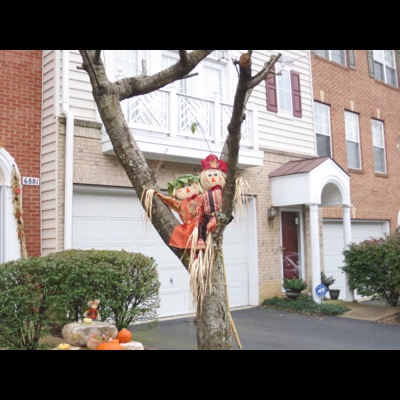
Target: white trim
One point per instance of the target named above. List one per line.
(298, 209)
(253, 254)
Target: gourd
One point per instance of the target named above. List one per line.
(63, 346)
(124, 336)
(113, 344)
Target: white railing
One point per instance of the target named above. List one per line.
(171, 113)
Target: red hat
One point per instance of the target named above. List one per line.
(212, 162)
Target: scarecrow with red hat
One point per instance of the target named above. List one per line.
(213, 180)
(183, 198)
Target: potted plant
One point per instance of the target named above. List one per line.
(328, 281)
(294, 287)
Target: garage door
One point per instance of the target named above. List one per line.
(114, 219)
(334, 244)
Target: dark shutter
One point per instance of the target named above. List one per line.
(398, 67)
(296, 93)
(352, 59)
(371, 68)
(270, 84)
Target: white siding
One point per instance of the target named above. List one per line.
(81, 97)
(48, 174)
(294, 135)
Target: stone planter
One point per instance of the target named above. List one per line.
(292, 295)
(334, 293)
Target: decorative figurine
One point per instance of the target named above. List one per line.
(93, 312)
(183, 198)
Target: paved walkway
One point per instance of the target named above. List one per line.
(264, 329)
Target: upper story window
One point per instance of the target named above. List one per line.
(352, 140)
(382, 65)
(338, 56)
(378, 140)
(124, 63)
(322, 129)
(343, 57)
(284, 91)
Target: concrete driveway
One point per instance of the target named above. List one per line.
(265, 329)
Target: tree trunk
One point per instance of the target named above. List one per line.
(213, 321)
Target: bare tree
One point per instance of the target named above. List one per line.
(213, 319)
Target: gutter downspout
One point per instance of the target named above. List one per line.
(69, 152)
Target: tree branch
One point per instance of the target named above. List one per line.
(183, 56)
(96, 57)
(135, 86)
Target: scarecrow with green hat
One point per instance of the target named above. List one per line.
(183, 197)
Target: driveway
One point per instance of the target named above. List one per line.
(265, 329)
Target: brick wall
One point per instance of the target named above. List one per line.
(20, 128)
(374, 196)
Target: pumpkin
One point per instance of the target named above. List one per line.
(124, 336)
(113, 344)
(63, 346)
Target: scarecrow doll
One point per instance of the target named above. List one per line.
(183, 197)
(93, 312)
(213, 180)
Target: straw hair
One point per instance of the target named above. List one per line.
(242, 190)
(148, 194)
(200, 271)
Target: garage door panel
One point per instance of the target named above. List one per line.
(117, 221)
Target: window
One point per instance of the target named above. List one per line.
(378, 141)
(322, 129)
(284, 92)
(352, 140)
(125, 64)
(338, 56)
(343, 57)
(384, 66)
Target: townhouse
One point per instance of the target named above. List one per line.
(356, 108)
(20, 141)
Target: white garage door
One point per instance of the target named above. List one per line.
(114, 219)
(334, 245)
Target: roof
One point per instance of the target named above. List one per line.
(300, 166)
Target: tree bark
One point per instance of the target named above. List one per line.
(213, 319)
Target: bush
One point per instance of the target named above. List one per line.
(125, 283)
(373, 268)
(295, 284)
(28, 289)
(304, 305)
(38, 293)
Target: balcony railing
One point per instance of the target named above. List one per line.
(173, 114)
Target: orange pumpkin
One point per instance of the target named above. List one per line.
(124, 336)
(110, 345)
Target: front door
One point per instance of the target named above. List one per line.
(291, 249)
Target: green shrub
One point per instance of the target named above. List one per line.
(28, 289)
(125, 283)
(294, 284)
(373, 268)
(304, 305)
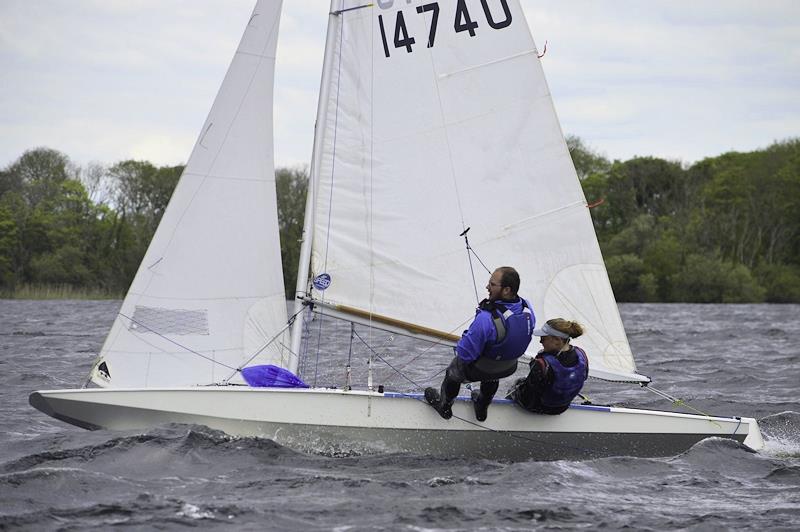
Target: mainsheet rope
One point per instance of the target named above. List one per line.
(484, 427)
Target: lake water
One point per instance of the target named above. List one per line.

+ + +

Render the lines above as a Markdown table with the columns "Row" and "Line text", giving each row a number and skipping blank lines. Leave the pictures out of the table.

| Row | Line text |
|---|---|
| 1 | Target: white trim |
| 2 | One point per instance of the target named above. List one per line. |
| 3 | (298, 209) |
| 4 | (253, 254) |
| 5 | Target: gourd |
| 6 | One point per instance of the target named above. List one per line. |
| 7 | (63, 346) |
| 8 | (124, 336) |
| 9 | (113, 344) |
| 10 | Target: white railing |
| 11 | One point per instance of the target named above. List one per line. |
| 12 | (171, 113) |
| 13 | Target: red hat |
| 14 | One point per instance of the target named above. List one per line. |
| 15 | (212, 162) |
| 16 | Target: scarecrow with red hat |
| 17 | One point per instance of the target named above. List one per line. |
| 18 | (213, 180) |
| 19 | (183, 198) |
| 20 | Target: potted plant |
| 21 | One point per instance of the target named above. List one per line. |
| 22 | (328, 281) |
| 23 | (294, 287) |
| 24 | Target: garage door |
| 25 | One point per instance of the target named above. List one per line. |
| 26 | (114, 219) |
| 27 | (334, 244) |
| 28 | Target: dark shutter |
| 29 | One point per instance of the target named above. List one per line. |
| 30 | (398, 67) |
| 31 | (296, 93) |
| 32 | (352, 59) |
| 33 | (371, 68) |
| 34 | (270, 84) |
| 35 | Target: white siding |
| 36 | One point per instance of the target named above. List one per line. |
| 37 | (81, 97) |
| 38 | (48, 174) |
| 39 | (294, 135) |
| 40 | Target: stone planter |
| 41 | One point per instance of the target named above. List one per line. |
| 42 | (292, 295) |
| 43 | (334, 293) |
| 44 | Target: decorative figurine |
| 45 | One point per instance of the target named above. List one per line. |
| 46 | (93, 312) |
| 47 | (183, 198) |
| 48 | Target: paved walkway |
| 49 | One point per instance of the target named above. List one per line. |
| 50 | (264, 329) |
| 51 | Target: upper story window |
| 52 | One point per instance of the target named above. List one per line. |
| 53 | (352, 140) |
| 54 | (382, 65) |
| 55 | (338, 56) |
| 56 | (378, 140) |
| 57 | (124, 63) |
| 58 | (322, 129) |
| 59 | (343, 57) |
| 60 | (284, 91) |
| 61 | Target: concrete driveway |
| 62 | One point per instance of the target named above. List one per line. |
| 63 | (265, 329) |
| 64 | Target: tree trunk |
| 65 | One point per instance of the target named above. List one per line. |
| 66 | (213, 321) |
| 67 | Target: bare tree |
| 68 | One point per instance of the target named above. List one per line. |
| 69 | (213, 319) |
| 70 | Target: gutter downspout |
| 71 | One point per instance of the target named above. List one per line. |
| 72 | (69, 152) |
| 73 | Target: tree branch |
| 74 | One point per instance of the target named above. List one per line. |
| 75 | (183, 56) |
| 76 | (96, 57) |
| 77 | (135, 86) |
| 78 | Target: scarecrow with green hat |
| 79 | One point per instance of the target named above. List one per line. |
| 80 | (183, 197) |
| 81 | Target: driveway |
| 82 | One point per instance of the target named above. List one per line. |
| 83 | (265, 329) |
| 84 | Target: brick wall |
| 85 | One point per instance of the target named above. List one per line. |
| 86 | (20, 128) |
| 87 | (374, 196) |
| 88 | Target: pumpkin |
| 89 | One point per instance of the target named above. List one per line. |
| 90 | (124, 336) |
| 91 | (113, 344) |
| 92 | (63, 346) |
| 93 | Target: scarecrow doll |
| 94 | One point per instance of the target named above. List one per line. |
| 95 | (183, 197) |
| 96 | (93, 312) |
| 97 | (213, 180) |
| 98 | Target: straw hair |
| 99 | One point per instance of the target named above. List one per line. |
| 100 | (242, 190) |
| 101 | (148, 194) |
| 102 | (200, 271) |
| 103 | Target: garage door panel |
| 104 | One point per instance of the target named above. List one per line. |
| 105 | (117, 221) |
| 106 | Target: window |
| 107 | One point per instance of the target named above. List one per line. |
| 108 | (378, 141) |
| 109 | (322, 129) |
| 110 | (284, 92) |
| 111 | (352, 140) |
| 112 | (125, 64) |
| 113 | (338, 56) |
| 114 | (343, 57) |
| 115 | (384, 66) |
| 116 | Target: townhouse |
| 117 | One point per instance of the target named above. List one per line. |
| 118 | (356, 108) |
| 119 | (20, 141) |
| 120 | Target: white garage door |
| 121 | One point per instance of the target named above. List one per line. |
| 122 | (114, 219) |
| 123 | (334, 245) |
| 124 | Target: roof |
| 125 | One point per instance of the target named above. List one per line. |
| 126 | (300, 166) |
| 127 | Target: tree bark |
| 128 | One point per instance of the target named above. List one per line. |
| 129 | (213, 319) |
| 130 | Target: bush |
| 131 | One point per instance of the target named above. List one per line. |
| 132 | (125, 283) |
| 133 | (373, 268) |
| 134 | (295, 284) |
| 135 | (28, 289) |
| 136 | (304, 305) |
| 137 | (38, 293) |
| 138 | Target: balcony railing |
| 139 | One point per instance of the target named above. List one per line. |
| 140 | (173, 114) |
| 141 | Target: orange pumpkin |
| 142 | One point per instance of the target named above. List one per line. |
| 143 | (124, 336) |
| 144 | (110, 345) |
| 145 | Target: front door |
| 146 | One point per instance of the target named above. List one per line. |
| 147 | (291, 249) |
| 148 | Target: green shrub |
| 149 | One point per instance of the target named above. List one per line. |
| 150 | (28, 289) |
| 151 | (125, 283) |
| 152 | (294, 284) |
| 153 | (373, 268) |
| 154 | (304, 305) |
| 155 | Target: mainsheet rope |
| 156 | One point per instance of the target named above. List one per line. |
| 157 | (484, 427) |
| 158 | Target: lake water |
| 159 | One point per instance of the target named above. List one per line. |